▶ Work instructions:
Reproduce the passage of the organic certification text that starts with the words containing "Authorize a Proposal" and ends with "schedule and audit.".

** Text shown follows **

The US Department of Agriculture's National Organic Program (NOP) provides certification opportunities to producers, processors, distributors and other handlers of food, fiber and personal care products.
The NOP standard defines acceptable practices, lists substances approved or prohibited from use, and describes record-keeping requirements for the production and handling of organic products. Guidelines and requirements for marketing and labeling organic products are also defined.
To meet certification criteria, companies must:
Annual certification review is required to maintain certification.
Equivalency for Export
USDA NOP standards are recognized by Canada and all EU countries. For certain countries, an addendum may be required to be completed at time of audit.
Save time and money by combining your organic certification with complementary certification, auditing and testing services including: Sustainably Grown, Fair Trade, Food Safety, Flavor, Pesticide Residue Free, and Antioxidant Superfood certification.
While the specifics of certification vary depending on whether the company seeking certification is a food producer, shipper, distributor, wholesaler or handler, the certification process generally involves the following steps:
Apply for Certification
Complete the SCS Application for Organic Certification. This provides our auditors with basic information about your organic handling practices.
SCS reviews your application to determine if we can offer certification services to your operation in compliance with the NOP standard. We prepare an Application Review Letter with the findings. If information provided is satisfactory, we proceed with your certification.
Authorize a Proposal
SCS prepares a proposal for your approval with suggested scope of work, timeline and quote. If the proposal meets your needs, you sign a Work Order. We then contact you to schedule and audit.
On-site Audit and Testing
SCS conducts an annual on-site audit, including collection of samples for testing as may be deemed necessary. The audit includes physical inspection of the site, review of records, interview with personnel, and an exit interview. We prepare a Report of Findings after the audit (and any associated testing) is completed.

** End of Text shown **
** Recorded data follows **

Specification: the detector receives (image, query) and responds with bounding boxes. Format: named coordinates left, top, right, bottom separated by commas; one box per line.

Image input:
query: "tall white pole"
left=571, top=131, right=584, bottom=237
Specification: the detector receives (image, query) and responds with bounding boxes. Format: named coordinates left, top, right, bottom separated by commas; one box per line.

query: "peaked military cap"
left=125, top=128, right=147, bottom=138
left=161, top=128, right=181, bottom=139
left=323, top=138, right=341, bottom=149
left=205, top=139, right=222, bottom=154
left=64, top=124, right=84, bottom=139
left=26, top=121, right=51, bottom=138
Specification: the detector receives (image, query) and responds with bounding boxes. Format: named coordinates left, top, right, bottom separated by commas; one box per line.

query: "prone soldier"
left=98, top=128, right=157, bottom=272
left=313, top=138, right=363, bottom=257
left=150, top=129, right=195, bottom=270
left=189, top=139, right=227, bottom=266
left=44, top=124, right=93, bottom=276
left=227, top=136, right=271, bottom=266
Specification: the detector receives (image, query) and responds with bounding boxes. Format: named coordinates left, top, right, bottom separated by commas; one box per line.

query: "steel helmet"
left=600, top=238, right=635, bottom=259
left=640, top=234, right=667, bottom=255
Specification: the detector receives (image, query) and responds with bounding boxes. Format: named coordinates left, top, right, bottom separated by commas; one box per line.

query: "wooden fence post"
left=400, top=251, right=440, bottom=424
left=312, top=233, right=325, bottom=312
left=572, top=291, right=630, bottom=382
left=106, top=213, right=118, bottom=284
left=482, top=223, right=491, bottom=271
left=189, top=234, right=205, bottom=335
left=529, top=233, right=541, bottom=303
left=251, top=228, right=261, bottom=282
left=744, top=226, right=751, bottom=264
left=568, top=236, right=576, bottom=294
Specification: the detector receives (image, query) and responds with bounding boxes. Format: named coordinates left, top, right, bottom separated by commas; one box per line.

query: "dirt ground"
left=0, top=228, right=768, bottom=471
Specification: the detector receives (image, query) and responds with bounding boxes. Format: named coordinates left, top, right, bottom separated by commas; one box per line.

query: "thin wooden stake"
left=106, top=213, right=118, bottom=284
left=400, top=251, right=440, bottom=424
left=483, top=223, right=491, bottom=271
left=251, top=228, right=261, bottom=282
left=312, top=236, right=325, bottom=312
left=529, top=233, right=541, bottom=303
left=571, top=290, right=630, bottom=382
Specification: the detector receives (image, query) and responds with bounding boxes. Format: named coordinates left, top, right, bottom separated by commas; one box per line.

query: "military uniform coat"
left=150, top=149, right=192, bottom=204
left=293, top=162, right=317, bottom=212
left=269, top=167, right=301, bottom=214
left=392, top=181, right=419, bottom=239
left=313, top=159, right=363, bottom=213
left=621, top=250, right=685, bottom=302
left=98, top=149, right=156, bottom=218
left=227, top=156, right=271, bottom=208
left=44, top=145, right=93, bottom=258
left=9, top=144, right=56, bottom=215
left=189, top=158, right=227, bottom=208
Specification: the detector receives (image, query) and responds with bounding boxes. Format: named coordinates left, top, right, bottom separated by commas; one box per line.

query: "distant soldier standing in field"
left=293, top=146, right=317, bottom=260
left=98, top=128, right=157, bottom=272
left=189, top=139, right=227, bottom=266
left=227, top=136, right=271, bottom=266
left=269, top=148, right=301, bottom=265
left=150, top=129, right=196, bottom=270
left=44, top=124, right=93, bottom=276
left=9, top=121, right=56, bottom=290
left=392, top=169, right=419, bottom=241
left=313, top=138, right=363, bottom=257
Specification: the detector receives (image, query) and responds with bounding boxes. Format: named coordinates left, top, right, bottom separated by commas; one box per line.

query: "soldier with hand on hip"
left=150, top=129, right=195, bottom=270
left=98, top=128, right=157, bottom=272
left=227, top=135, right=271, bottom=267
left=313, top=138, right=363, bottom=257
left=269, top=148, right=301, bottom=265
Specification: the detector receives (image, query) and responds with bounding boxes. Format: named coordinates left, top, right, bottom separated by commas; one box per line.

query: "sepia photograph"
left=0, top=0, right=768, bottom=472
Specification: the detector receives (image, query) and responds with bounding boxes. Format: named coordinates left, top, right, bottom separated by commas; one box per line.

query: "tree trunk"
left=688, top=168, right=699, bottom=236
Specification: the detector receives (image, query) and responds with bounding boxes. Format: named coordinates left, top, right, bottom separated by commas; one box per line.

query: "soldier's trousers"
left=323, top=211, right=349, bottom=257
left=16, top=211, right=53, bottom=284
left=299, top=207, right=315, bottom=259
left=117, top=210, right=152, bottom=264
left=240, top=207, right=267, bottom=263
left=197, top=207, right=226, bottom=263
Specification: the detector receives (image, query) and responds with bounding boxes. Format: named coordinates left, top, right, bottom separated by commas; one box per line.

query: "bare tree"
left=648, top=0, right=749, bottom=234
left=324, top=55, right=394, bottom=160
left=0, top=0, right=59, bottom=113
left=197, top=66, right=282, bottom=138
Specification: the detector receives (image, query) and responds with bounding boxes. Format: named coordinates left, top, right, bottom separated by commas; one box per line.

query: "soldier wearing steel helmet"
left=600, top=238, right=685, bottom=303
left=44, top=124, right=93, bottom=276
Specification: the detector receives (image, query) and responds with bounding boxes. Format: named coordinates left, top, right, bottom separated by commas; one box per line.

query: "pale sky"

** End of Recorded data **

▶ Answer space:
Authorize a Proposal
SCS prepares a proposal for your approval with suggested scope of work, timeline and quote. If the proposal meets your needs, you sign a Work Order. We then contact you to schedule and audit.